Text for analysis:
- - - - -
The front page of the Western Morning News (WMN) introduces this report from the TUC by saying it echoes demands from the Great South West alliance of businesses, local MPs, councillors, and the region’s Local Enterprise Partnerships (championed by the WMN).
Owl thinks it places a quite different set of priorities on: “Build,build,build”, benefiting the community and environment, not just developers.
Report can be found here.
Philip Bowern Western Morning News 24 August
Close to 50,000 jobs could be created in the South West if the government backs a regional programme for green infrastructure, trade union bosses believe.
New analysis by the TUC, out today, show 46,453 jobs could be directly created in the next two years in the South West if the government supported fast-track investment in the so-called ‘green economy:
The commissioned research by Transition Economics forms part of a national TUC report – ‘Voice and place: how to plan fair and successful paths to net zero emissions’ – that draws on the expertise of local union reps on the challenges and opportunities available, with case studies and recommendations for regional and national policy.
According to the federation of trade unions, lessons must be learnt from previous recessions in order to achieve a fair and successful transition to a net zero South West, whilst boosting jobs and avoiding mass unemployment.
- - - - -
Dataset entries:
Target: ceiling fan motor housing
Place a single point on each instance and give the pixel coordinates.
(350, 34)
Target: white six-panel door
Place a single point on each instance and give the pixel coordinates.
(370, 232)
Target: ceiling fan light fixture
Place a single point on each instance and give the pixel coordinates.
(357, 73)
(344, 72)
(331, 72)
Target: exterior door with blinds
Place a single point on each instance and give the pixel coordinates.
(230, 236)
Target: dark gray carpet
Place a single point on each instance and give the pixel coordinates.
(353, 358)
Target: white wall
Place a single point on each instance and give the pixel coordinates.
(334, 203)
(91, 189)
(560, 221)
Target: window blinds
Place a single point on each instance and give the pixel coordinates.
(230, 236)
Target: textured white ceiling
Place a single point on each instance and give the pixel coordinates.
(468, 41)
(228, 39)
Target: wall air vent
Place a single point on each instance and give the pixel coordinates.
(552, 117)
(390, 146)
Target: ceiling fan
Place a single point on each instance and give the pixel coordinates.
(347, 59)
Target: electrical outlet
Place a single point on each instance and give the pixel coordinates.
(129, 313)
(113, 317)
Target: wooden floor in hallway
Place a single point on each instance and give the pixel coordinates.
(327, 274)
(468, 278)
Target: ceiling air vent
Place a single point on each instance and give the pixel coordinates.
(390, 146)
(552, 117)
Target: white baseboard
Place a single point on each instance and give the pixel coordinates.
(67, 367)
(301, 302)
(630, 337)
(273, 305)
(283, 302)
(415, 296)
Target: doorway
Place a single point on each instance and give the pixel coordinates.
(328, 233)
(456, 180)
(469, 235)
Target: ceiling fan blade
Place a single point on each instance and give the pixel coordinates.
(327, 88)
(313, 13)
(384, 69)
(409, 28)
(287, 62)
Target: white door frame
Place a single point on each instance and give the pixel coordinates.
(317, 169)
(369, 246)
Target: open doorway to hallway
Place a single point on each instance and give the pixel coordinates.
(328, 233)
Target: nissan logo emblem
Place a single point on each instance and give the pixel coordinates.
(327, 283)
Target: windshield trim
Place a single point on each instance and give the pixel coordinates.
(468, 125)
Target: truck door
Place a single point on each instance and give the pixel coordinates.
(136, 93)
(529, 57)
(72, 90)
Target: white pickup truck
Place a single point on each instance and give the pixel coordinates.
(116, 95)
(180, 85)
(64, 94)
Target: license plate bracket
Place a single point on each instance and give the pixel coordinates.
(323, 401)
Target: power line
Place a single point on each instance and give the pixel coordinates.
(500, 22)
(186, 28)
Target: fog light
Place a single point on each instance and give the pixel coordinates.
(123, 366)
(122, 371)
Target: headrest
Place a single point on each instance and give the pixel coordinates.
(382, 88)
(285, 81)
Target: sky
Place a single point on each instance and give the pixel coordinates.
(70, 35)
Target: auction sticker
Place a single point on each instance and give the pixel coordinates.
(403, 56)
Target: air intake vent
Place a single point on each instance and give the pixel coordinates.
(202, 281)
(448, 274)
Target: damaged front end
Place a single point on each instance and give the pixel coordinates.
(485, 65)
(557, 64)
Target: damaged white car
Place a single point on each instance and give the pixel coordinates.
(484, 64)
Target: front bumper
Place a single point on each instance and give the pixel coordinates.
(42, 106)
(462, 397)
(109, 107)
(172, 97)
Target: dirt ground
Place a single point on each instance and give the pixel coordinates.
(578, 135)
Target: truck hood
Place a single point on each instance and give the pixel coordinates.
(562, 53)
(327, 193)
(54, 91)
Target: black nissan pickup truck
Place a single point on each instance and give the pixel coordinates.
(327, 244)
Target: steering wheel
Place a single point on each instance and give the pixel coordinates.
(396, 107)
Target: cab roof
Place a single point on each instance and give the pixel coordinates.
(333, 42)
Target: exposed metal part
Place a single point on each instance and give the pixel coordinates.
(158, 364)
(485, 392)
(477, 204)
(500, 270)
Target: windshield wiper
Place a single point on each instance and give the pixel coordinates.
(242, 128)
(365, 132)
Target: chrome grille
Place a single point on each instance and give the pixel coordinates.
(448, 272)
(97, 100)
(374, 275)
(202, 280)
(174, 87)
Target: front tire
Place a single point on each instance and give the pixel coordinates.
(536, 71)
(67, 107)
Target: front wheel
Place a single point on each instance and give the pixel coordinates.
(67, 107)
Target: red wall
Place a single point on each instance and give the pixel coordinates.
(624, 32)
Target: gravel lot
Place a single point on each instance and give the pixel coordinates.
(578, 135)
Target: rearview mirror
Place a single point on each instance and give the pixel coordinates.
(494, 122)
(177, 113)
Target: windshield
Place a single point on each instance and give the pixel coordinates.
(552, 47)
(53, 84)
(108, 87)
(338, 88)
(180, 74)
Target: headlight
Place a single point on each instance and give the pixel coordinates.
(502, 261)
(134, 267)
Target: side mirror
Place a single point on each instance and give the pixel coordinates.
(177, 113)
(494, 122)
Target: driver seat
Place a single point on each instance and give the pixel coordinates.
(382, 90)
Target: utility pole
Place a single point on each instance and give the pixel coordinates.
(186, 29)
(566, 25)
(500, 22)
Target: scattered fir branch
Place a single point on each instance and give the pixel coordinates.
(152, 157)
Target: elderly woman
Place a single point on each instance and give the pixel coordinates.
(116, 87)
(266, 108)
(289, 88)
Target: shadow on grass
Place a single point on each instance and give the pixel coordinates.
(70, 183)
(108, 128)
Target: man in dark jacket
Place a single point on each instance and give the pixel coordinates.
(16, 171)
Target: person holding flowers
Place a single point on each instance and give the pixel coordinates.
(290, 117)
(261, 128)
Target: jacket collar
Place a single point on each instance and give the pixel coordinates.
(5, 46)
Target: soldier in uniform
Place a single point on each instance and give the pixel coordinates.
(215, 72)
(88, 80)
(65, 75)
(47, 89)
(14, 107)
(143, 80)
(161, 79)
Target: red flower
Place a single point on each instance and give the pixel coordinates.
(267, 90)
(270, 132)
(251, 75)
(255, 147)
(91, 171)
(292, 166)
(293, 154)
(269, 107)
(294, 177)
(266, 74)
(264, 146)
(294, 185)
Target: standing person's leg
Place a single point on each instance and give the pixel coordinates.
- - - - -
To do: Repeat the passage about the TUC jobs report between "Owl thinks it" and "be found here.", inclusive, switching "developers" to "investors".

Solved problem:
Owl thinks it places a quite different set of priorities on: “Build,build,build”, benefiting the community and environment, not just investors.
Report can be found here.